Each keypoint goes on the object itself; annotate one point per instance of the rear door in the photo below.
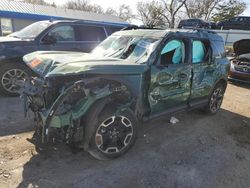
(203, 71)
(171, 77)
(89, 36)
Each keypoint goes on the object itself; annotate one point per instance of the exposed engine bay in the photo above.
(59, 107)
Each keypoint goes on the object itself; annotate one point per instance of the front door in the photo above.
(171, 77)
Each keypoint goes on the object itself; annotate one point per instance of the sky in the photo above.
(116, 3)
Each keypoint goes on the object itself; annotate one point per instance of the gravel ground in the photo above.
(199, 151)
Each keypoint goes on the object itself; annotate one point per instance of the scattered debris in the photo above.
(244, 121)
(202, 140)
(179, 162)
(16, 137)
(174, 120)
(239, 156)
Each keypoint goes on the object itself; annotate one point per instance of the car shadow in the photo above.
(158, 145)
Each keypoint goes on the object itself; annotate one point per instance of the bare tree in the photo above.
(83, 5)
(149, 13)
(124, 12)
(202, 8)
(170, 10)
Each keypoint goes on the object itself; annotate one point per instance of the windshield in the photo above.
(32, 30)
(132, 48)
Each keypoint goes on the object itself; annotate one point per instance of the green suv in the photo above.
(97, 100)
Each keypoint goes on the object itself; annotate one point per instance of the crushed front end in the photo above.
(60, 103)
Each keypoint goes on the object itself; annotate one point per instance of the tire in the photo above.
(111, 135)
(215, 99)
(9, 74)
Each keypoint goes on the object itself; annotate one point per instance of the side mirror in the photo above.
(49, 39)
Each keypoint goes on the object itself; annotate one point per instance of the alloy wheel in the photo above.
(216, 100)
(114, 134)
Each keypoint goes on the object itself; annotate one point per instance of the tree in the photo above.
(228, 10)
(83, 5)
(164, 12)
(149, 14)
(124, 12)
(202, 9)
(170, 10)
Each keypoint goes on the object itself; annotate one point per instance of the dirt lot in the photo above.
(199, 151)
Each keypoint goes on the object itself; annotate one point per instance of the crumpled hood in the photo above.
(58, 63)
(242, 47)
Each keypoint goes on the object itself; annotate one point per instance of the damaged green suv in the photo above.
(96, 101)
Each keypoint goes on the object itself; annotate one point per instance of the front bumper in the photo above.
(239, 76)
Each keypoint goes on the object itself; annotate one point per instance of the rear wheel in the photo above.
(112, 135)
(10, 74)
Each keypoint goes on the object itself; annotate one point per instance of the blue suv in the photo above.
(61, 35)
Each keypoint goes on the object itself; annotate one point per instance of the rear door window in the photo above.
(63, 33)
(198, 52)
(90, 33)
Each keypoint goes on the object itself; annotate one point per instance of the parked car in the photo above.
(195, 23)
(96, 100)
(239, 22)
(240, 64)
(46, 35)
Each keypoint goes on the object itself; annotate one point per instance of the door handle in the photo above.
(169, 82)
(182, 76)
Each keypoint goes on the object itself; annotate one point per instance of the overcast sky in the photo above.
(116, 3)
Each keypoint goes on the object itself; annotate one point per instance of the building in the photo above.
(16, 15)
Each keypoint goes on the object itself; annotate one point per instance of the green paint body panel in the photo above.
(156, 88)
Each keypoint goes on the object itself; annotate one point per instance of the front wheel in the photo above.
(112, 135)
(10, 74)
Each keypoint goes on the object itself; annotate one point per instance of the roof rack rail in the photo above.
(134, 27)
(204, 30)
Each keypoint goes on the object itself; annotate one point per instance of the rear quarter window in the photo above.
(218, 48)
(90, 33)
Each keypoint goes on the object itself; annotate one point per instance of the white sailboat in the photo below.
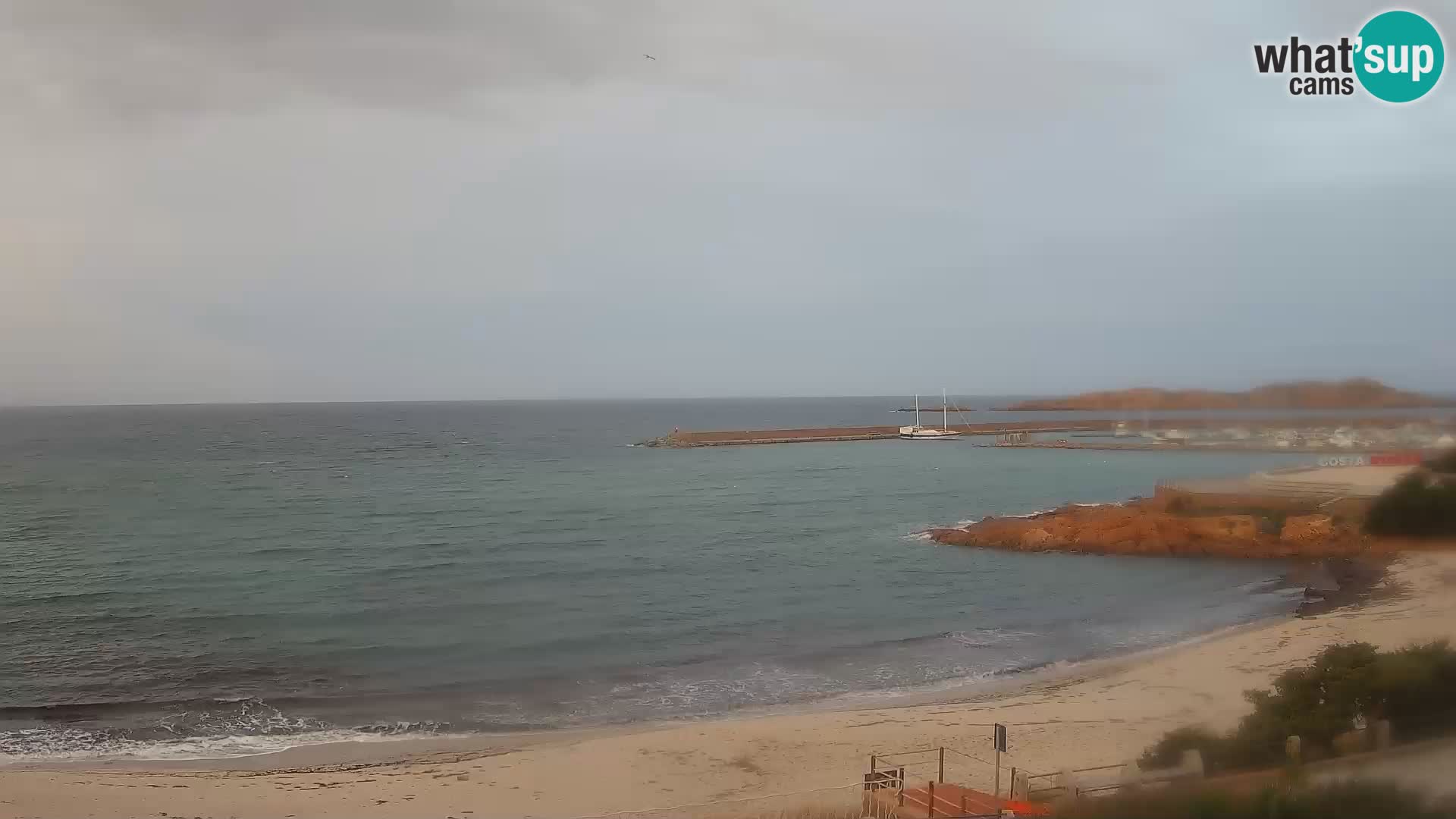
(930, 433)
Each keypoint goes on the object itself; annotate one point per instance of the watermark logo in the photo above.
(1397, 57)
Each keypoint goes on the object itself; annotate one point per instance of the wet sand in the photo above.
(1090, 714)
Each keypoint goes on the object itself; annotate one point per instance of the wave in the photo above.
(55, 745)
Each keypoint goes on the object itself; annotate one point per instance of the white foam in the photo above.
(69, 745)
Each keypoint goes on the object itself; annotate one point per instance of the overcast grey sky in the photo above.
(417, 200)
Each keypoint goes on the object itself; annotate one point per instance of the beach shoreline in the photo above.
(359, 748)
(1095, 713)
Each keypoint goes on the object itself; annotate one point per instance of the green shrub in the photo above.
(1443, 463)
(1353, 799)
(1420, 504)
(1168, 751)
(1414, 689)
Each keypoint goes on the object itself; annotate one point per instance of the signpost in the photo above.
(999, 741)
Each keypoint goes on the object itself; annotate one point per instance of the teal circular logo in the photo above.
(1400, 55)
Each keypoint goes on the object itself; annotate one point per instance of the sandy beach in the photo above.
(1082, 716)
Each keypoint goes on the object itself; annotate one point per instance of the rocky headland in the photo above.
(1153, 526)
(1350, 394)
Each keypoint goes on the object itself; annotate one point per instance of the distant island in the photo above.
(1350, 394)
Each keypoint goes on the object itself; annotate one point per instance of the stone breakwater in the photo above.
(1163, 529)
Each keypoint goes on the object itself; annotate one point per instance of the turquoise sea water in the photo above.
(202, 580)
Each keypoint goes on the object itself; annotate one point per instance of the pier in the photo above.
(1019, 435)
(742, 438)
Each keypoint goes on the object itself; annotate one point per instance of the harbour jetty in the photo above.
(1021, 433)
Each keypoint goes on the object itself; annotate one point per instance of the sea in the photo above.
(220, 580)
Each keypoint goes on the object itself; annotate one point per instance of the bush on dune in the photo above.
(1346, 799)
(1420, 504)
(1414, 689)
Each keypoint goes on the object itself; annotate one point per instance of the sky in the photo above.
(373, 200)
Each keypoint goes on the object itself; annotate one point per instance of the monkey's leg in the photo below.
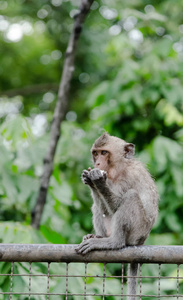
(91, 236)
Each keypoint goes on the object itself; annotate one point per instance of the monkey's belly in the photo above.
(107, 225)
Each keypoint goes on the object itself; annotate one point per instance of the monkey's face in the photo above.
(101, 159)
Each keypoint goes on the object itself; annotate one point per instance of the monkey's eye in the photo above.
(104, 152)
(95, 153)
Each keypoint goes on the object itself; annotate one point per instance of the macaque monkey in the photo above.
(125, 200)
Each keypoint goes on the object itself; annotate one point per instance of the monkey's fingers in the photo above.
(84, 247)
(88, 236)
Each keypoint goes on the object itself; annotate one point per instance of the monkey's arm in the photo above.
(96, 179)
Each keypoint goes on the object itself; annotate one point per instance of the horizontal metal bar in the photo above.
(67, 253)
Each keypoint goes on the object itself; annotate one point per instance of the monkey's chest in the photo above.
(107, 224)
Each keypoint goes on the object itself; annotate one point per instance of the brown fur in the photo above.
(125, 199)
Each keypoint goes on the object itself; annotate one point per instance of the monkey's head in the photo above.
(108, 151)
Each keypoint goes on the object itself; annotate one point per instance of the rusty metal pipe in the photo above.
(67, 253)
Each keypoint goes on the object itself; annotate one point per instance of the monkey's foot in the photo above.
(91, 236)
(105, 243)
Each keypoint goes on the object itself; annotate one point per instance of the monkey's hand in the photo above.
(97, 176)
(86, 178)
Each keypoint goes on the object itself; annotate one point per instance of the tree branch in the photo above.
(60, 111)
(30, 90)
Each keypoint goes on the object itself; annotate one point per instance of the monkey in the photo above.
(125, 200)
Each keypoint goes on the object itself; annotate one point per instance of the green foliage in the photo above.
(128, 80)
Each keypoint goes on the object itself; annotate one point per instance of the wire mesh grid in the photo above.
(87, 281)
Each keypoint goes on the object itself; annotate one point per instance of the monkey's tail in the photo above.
(132, 281)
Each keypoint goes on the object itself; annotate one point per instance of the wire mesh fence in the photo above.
(53, 272)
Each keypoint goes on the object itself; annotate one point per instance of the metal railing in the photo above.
(54, 272)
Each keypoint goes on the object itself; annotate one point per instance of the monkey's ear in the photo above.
(129, 150)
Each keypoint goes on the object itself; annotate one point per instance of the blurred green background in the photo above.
(128, 80)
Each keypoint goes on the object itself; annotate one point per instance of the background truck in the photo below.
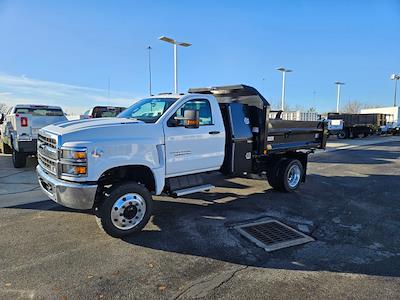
(19, 129)
(169, 144)
(392, 117)
(102, 112)
(355, 125)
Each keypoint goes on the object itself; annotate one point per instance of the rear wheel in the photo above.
(6, 149)
(288, 175)
(19, 159)
(342, 135)
(126, 209)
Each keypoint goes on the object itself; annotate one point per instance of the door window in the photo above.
(201, 105)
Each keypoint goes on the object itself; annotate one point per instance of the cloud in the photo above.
(73, 99)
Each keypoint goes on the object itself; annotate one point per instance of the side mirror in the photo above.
(191, 118)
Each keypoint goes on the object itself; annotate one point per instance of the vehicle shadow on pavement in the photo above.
(353, 219)
(368, 156)
(354, 226)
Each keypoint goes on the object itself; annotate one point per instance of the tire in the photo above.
(289, 175)
(6, 149)
(126, 209)
(272, 174)
(342, 135)
(19, 159)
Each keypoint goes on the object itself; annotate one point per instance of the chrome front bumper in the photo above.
(73, 195)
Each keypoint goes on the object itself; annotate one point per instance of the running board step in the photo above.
(193, 189)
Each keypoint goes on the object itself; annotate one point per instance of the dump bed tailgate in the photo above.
(283, 135)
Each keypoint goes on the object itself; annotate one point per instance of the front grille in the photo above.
(47, 141)
(47, 153)
(47, 164)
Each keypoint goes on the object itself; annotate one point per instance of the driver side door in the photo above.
(194, 150)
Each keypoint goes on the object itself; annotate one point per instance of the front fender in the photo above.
(103, 157)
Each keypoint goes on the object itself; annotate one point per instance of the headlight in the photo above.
(74, 154)
(73, 161)
(73, 170)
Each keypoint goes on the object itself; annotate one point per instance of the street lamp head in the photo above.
(172, 41)
(184, 44)
(395, 77)
(282, 69)
(167, 39)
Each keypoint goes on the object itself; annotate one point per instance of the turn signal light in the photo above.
(24, 121)
(80, 170)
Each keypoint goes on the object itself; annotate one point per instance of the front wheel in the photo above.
(125, 210)
(19, 159)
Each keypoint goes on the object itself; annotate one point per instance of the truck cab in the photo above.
(169, 144)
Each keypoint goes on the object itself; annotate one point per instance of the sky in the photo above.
(78, 54)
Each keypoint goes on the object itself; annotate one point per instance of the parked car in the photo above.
(102, 112)
(169, 144)
(19, 129)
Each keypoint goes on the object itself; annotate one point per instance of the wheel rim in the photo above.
(128, 211)
(294, 175)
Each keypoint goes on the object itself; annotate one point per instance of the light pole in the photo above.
(395, 77)
(176, 44)
(149, 48)
(284, 71)
(338, 84)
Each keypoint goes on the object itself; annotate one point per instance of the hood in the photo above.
(88, 124)
(105, 130)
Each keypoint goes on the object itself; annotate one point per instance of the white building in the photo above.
(392, 112)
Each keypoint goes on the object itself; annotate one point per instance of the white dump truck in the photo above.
(19, 129)
(168, 144)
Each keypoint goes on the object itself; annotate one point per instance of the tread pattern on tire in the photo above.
(102, 210)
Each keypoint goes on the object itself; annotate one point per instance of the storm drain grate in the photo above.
(272, 235)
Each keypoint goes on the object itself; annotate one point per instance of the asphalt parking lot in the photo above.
(349, 204)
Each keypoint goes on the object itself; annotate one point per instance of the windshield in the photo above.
(40, 111)
(106, 111)
(148, 110)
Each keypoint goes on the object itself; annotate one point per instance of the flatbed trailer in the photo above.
(355, 125)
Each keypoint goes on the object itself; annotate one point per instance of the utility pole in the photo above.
(284, 71)
(176, 44)
(396, 78)
(338, 84)
(149, 48)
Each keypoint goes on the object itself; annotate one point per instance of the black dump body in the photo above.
(353, 120)
(250, 132)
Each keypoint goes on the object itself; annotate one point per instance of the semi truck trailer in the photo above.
(169, 144)
(355, 125)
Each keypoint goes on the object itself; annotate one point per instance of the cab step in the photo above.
(192, 190)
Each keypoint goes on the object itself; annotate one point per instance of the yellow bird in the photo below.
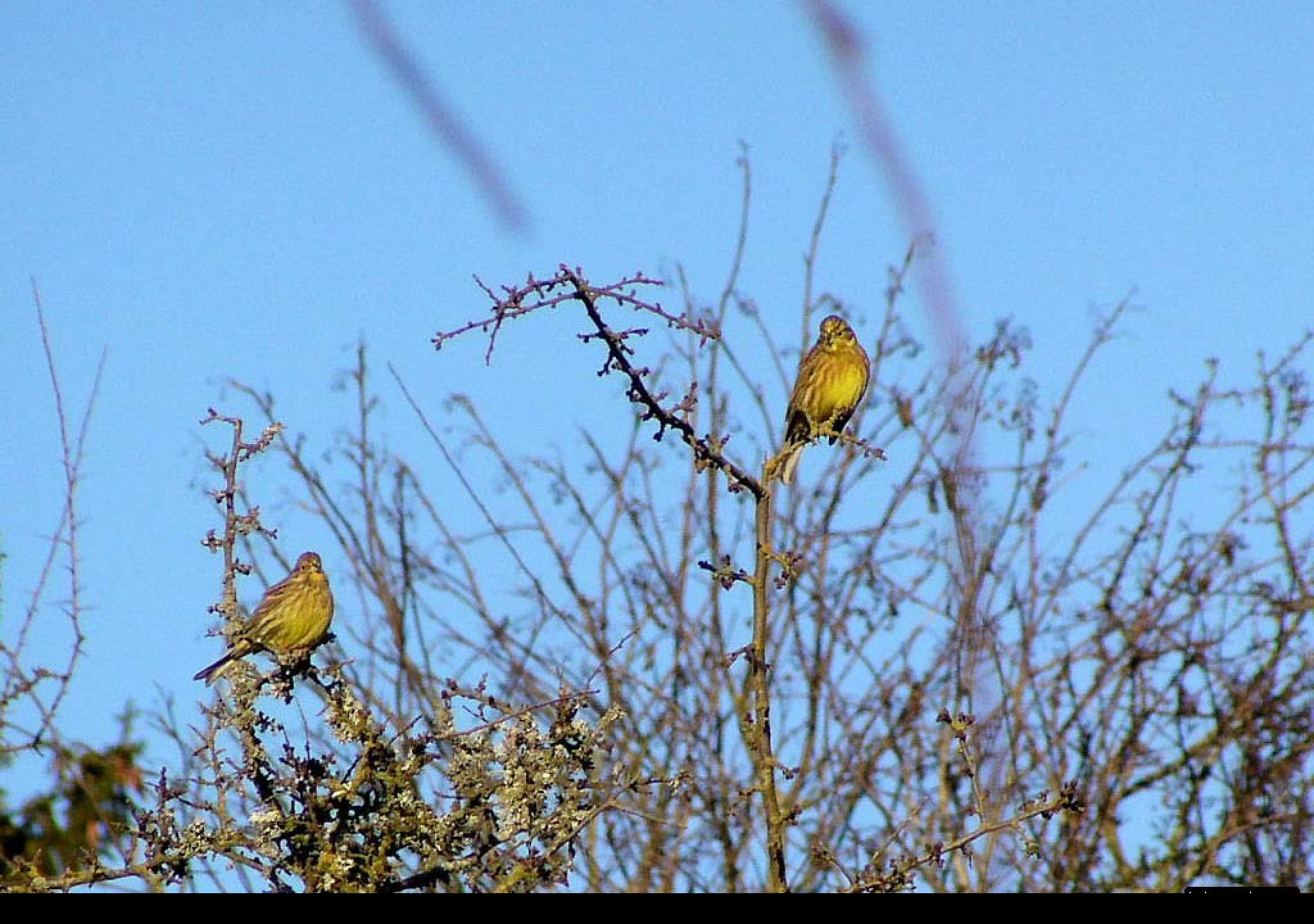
(831, 383)
(294, 614)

- [What to do] Starting with the line that holds "flatbed trailer in the photo above.", transcribe exactly each line through the last one of the material above, and nothing else. Do not include pictures.

- [Output]
Each keypoint goes on the object itself; annotate one point per instance of the flatbed trailer in the photo above.
(355, 125)
Each keypoint goes on the object itself; annotate one point per instance of the utility pole in the photo above.
(284, 71)
(176, 44)
(396, 78)
(338, 84)
(149, 48)
Each keypoint goes on the object itself; annotate one point per instance of the black dump body in the photo above.
(353, 120)
(250, 132)
Each keypoint goes on the object itself; annotate one point per instance of the semi truck trailer in the photo above.
(169, 144)
(355, 125)
Each keypoint goes on the object itself; annotate one point per instance of the cab step in the photo above.
(192, 190)
Each keypoint goes on the object itself; annotate one point per instance of the yellow bird in the photo below.
(831, 383)
(294, 614)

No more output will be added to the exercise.